PROBLEM STATEMENT -
Only the lines from the first line of the material below to the line containing "Mark the region", inclusive, should be copied, each exactly as written.

EXERCISE INPUTS -
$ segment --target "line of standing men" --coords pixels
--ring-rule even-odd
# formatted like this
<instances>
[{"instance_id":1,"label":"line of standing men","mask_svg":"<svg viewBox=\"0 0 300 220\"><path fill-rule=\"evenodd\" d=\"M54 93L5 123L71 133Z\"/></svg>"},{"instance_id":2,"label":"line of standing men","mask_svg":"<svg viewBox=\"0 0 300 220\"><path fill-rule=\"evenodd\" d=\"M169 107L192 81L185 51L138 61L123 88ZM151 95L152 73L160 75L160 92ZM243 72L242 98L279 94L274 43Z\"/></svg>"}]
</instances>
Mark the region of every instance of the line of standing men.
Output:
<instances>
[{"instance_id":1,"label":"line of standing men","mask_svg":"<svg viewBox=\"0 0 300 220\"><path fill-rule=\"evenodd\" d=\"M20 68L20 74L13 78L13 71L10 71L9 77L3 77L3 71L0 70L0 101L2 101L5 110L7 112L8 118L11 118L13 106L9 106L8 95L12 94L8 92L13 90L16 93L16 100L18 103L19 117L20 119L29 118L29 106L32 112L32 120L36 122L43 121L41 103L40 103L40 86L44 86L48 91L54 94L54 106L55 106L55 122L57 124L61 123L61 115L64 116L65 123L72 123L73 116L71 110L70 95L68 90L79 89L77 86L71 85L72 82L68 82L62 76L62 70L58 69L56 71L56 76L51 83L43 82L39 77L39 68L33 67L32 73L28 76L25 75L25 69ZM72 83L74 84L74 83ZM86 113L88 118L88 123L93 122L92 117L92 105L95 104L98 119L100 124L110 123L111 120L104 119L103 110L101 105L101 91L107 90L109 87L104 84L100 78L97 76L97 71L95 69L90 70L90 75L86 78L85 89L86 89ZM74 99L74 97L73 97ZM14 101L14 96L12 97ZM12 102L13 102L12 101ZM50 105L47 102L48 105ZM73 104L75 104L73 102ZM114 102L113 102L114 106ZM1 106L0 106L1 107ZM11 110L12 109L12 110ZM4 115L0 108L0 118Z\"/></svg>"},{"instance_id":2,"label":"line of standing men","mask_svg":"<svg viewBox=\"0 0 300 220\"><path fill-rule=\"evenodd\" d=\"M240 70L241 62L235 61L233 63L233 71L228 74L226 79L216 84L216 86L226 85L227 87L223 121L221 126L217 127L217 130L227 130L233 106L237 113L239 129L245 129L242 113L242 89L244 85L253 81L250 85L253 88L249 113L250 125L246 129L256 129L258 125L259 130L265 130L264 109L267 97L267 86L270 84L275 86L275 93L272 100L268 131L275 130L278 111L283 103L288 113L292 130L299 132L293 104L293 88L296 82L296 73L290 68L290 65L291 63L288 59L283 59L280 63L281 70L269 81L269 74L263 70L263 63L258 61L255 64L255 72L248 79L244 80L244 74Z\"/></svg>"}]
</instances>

RESULT FOR THIS EXERCISE -
$ segment --target "line of standing men" --coords pixels
--ring-rule even-odd
# formatted like this
<instances>
[{"instance_id":1,"label":"line of standing men","mask_svg":"<svg viewBox=\"0 0 300 220\"><path fill-rule=\"evenodd\" d=\"M54 93L5 123L71 133Z\"/></svg>"},{"instance_id":2,"label":"line of standing men","mask_svg":"<svg viewBox=\"0 0 300 220\"><path fill-rule=\"evenodd\" d=\"M169 107L192 81L185 51L138 61L123 88ZM151 95L152 73L160 75L160 92ZM243 72L242 98L279 94L274 43Z\"/></svg>"}]
</instances>
Mark the region of every instance of the line of standing men.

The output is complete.